Aim of the task:
Give the data again exactly as written, skipping any pictures.

┌─ Records for processing

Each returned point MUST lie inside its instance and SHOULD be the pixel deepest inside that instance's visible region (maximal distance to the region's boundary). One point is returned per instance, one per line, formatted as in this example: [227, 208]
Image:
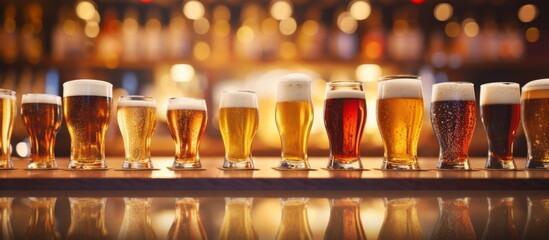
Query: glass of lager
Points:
[7, 98]
[136, 117]
[187, 120]
[453, 116]
[400, 118]
[535, 120]
[500, 115]
[294, 118]
[87, 110]
[238, 122]
[344, 119]
[42, 116]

└─

Reply to the exercise:
Each returned point MUST lie inside its instance and SHOULD be the pixel deepest inside that instance's visible region (maximal distance to the region's boundary). One point is returned per instance, one per line, formatted as in this example: [227, 208]
Image:
Query: glass of lager
Points:
[7, 98]
[136, 117]
[187, 120]
[453, 116]
[400, 118]
[535, 120]
[500, 115]
[294, 118]
[87, 110]
[238, 122]
[344, 119]
[42, 116]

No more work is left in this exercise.